TASK PROMPT:
Every entry that follows should be reproduced exactly.

—————

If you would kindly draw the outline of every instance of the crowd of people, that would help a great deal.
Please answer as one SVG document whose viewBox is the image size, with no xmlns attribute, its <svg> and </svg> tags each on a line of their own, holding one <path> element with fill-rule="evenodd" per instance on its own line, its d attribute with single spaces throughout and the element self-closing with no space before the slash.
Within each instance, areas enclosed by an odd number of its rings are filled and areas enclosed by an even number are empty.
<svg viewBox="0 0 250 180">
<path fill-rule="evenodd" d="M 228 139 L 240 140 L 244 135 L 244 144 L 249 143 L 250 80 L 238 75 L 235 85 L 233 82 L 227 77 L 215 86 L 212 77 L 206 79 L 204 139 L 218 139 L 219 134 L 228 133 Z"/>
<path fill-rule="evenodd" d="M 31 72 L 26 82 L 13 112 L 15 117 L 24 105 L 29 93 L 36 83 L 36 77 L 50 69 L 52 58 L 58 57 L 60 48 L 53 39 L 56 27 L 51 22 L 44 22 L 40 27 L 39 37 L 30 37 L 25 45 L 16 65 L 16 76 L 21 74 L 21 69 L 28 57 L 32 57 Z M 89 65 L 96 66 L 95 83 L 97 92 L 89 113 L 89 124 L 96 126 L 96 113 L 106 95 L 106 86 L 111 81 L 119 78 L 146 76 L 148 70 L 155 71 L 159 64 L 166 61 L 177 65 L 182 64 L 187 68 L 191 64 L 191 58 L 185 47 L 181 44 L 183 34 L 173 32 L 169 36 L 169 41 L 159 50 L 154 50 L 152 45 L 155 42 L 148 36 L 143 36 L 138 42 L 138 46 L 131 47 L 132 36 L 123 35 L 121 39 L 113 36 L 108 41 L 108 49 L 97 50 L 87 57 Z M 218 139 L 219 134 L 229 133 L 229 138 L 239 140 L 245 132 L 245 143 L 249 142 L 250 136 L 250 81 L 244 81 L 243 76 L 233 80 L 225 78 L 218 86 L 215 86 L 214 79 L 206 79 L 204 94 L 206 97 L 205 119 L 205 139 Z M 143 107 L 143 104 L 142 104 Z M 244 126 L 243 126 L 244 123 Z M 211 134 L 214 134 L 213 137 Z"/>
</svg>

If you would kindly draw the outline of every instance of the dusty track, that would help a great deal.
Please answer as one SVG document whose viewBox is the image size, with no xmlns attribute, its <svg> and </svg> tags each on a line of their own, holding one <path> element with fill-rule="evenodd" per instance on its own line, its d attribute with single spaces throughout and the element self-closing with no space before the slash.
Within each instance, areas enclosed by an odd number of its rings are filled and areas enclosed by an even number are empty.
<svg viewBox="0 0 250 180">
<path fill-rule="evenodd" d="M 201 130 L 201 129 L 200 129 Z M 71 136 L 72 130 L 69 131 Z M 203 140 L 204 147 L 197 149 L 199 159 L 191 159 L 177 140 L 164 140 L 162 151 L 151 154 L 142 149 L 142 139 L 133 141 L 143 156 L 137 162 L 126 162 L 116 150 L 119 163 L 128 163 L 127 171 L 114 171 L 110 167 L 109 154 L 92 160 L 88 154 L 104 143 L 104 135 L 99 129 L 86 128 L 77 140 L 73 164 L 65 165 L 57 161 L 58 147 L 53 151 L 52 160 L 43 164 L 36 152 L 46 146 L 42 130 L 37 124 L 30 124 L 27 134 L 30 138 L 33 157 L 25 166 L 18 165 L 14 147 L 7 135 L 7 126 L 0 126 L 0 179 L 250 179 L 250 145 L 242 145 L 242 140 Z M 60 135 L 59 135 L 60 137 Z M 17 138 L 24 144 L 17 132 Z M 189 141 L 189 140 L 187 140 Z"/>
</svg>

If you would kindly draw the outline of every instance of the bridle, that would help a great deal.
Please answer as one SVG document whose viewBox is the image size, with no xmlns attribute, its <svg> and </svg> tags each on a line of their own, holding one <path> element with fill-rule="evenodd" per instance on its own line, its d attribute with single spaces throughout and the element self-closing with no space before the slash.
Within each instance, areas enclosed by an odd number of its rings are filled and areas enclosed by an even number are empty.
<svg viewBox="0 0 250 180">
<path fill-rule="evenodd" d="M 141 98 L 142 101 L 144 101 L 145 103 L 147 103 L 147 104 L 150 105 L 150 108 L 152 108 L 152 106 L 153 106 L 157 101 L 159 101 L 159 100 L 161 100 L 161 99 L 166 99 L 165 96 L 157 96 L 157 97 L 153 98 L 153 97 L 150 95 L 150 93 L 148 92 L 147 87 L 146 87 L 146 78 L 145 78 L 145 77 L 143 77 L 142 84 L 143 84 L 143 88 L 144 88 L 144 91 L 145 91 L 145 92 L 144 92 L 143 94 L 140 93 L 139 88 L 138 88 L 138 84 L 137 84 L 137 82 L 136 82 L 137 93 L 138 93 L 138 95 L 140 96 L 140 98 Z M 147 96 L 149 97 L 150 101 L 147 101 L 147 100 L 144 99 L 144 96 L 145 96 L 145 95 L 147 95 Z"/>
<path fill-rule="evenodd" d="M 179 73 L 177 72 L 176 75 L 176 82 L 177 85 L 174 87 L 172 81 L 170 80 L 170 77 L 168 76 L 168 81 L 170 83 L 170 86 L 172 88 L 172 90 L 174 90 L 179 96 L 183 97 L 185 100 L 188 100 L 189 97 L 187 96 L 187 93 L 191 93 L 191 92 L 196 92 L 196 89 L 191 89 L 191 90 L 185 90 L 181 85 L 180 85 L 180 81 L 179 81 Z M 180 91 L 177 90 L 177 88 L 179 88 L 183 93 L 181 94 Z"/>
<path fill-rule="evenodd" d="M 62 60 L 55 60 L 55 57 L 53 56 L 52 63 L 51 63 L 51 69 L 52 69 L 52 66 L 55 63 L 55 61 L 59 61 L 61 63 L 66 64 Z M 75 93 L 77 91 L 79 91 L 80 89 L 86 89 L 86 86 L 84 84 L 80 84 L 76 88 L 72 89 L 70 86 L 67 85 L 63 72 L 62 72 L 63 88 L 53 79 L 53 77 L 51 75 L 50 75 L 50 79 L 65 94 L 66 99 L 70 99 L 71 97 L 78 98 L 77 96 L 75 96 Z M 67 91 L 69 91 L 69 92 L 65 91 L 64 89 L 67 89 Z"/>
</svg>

—————

WRITTEN ANSWER:
If you would kindly draw the outline of every instance of the crowd of people, that would help a great deal.
Please answer as one SVG document whose viewBox is the image size, with no xmlns attribute, its <svg> and </svg> tags each on a line of their own, holding one <path> element with fill-rule="evenodd" per instance on its own line, its d attribute with single spaces throughout and the element self-closing with no space before the slash.
Within each instance, areas enclosed by an odd number of its rings are filled and areas enclosed by an even number are empty.
<svg viewBox="0 0 250 180">
<path fill-rule="evenodd" d="M 228 139 L 240 140 L 244 135 L 244 144 L 249 143 L 250 80 L 238 75 L 235 85 L 233 82 L 227 77 L 215 86 L 212 77 L 206 79 L 204 139 L 218 139 L 219 134 L 228 133 Z"/>
<path fill-rule="evenodd" d="M 31 72 L 26 82 L 13 112 L 15 117 L 24 105 L 29 93 L 36 83 L 36 77 L 50 69 L 52 58 L 58 57 L 60 48 L 53 39 L 56 27 L 51 22 L 44 22 L 40 27 L 39 37 L 30 37 L 25 45 L 16 65 L 16 76 L 21 74 L 21 69 L 28 57 L 32 57 Z M 89 65 L 96 66 L 95 83 L 97 92 L 89 113 L 89 124 L 96 126 L 96 113 L 106 95 L 106 86 L 111 81 L 119 78 L 146 76 L 148 70 L 155 71 L 159 64 L 166 61 L 177 65 L 182 64 L 187 68 L 191 64 L 191 58 L 185 47 L 181 44 L 183 34 L 173 32 L 169 36 L 169 41 L 159 50 L 154 50 L 152 45 L 155 42 L 148 36 L 143 36 L 138 42 L 138 46 L 131 47 L 132 36 L 123 35 L 121 39 L 113 36 L 108 41 L 108 49 L 97 50 L 87 57 Z M 218 139 L 219 134 L 229 133 L 229 138 L 239 140 L 245 132 L 245 143 L 249 142 L 250 136 L 250 81 L 244 81 L 243 76 L 233 80 L 225 78 L 218 86 L 215 86 L 214 79 L 206 79 L 204 94 L 206 97 L 205 119 L 205 139 Z M 143 107 L 143 104 L 142 104 Z M 244 126 L 243 126 L 244 123 Z M 211 134 L 214 134 L 213 137 Z"/>
</svg>

If you would kindly draw the outline of every instance of the dusty track, that would help a great deal.
Please answer as one SVG document whose viewBox is the image size, with no xmlns attribute, its <svg> and </svg> tags each on a line of their own, holding one <path> element with fill-rule="evenodd" per instance on its own line, its d attribute with single spaces throughout and the element self-closing with no space before the slash.
Within each instance, areas enclosed by an odd number of its rings are filled and areas enclosed by an even number are empty.
<svg viewBox="0 0 250 180">
<path fill-rule="evenodd" d="M 201 130 L 201 129 L 200 129 Z M 71 136 L 72 130 L 69 131 Z M 203 140 L 204 147 L 197 149 L 199 159 L 191 159 L 177 140 L 164 140 L 162 151 L 151 154 L 142 149 L 142 139 L 133 141 L 143 156 L 137 162 L 126 162 L 116 150 L 119 163 L 128 163 L 127 171 L 114 171 L 110 167 L 109 154 L 92 160 L 88 154 L 104 143 L 104 135 L 99 129 L 86 128 L 77 140 L 73 164 L 65 165 L 57 161 L 58 147 L 53 151 L 52 160 L 43 164 L 36 152 L 46 146 L 42 130 L 37 124 L 30 124 L 27 134 L 30 138 L 33 157 L 25 166 L 18 165 L 14 147 L 7 135 L 7 126 L 0 126 L 0 179 L 250 179 L 250 145 L 242 145 L 242 140 Z M 60 135 L 59 135 L 60 137 Z M 17 138 L 24 144 L 17 132 Z M 189 141 L 189 140 L 187 140 Z"/>
</svg>

If you would kindly draw the outline of every instance of the bridle, that would help a great deal.
Please answer as one SVG document whose viewBox is the image size, with no xmlns attribute, its <svg> and </svg> tags each on a line of their own, holding one <path> element with fill-rule="evenodd" per instance on its own line, its d attribute with single spaces throughout and the element self-closing with no space before the slash.
Within each instance, areas enclosed by an odd number of its rings are filled and areas enclosed by an even number are empty.
<svg viewBox="0 0 250 180">
<path fill-rule="evenodd" d="M 141 98 L 142 101 L 144 101 L 145 103 L 147 103 L 147 104 L 150 105 L 150 108 L 152 108 L 152 106 L 153 106 L 157 101 L 159 101 L 159 100 L 161 100 L 161 99 L 166 99 L 165 96 L 157 96 L 157 97 L 153 98 L 153 97 L 150 95 L 150 93 L 148 92 L 147 87 L 146 87 L 146 78 L 145 78 L 145 77 L 143 77 L 142 84 L 143 84 L 143 88 L 144 88 L 144 91 L 145 91 L 145 92 L 144 92 L 143 94 L 140 93 L 139 88 L 138 88 L 138 84 L 137 84 L 137 82 L 136 82 L 137 93 L 138 93 L 138 95 L 140 96 L 140 98 Z M 147 96 L 149 97 L 150 101 L 147 101 L 147 100 L 144 99 L 144 96 L 145 96 L 145 95 L 147 95 Z"/>
<path fill-rule="evenodd" d="M 179 73 L 177 72 L 176 75 L 176 82 L 177 85 L 174 87 L 172 81 L 170 80 L 170 77 L 168 76 L 168 81 L 170 83 L 170 86 L 172 88 L 172 90 L 174 90 L 179 96 L 183 97 L 185 100 L 188 100 L 189 97 L 187 96 L 187 93 L 191 93 L 191 92 L 196 92 L 196 89 L 191 89 L 191 90 L 185 90 L 181 85 L 180 85 L 180 81 L 179 81 Z M 180 91 L 177 90 L 177 88 L 179 88 L 183 93 L 181 94 Z"/>
<path fill-rule="evenodd" d="M 62 60 L 55 60 L 55 57 L 53 56 L 52 63 L 51 63 L 51 69 L 52 69 L 52 66 L 55 63 L 55 61 L 59 61 L 61 63 L 66 64 Z M 75 93 L 77 91 L 79 91 L 80 89 L 86 89 L 86 86 L 84 84 L 80 84 L 76 88 L 72 89 L 70 86 L 67 85 L 63 72 L 62 72 L 63 88 L 53 79 L 53 77 L 51 75 L 50 75 L 50 79 L 65 94 L 66 99 L 70 99 L 71 97 L 78 98 L 77 96 L 75 96 Z M 67 91 L 69 91 L 69 92 L 65 91 L 64 89 L 67 89 Z"/>
</svg>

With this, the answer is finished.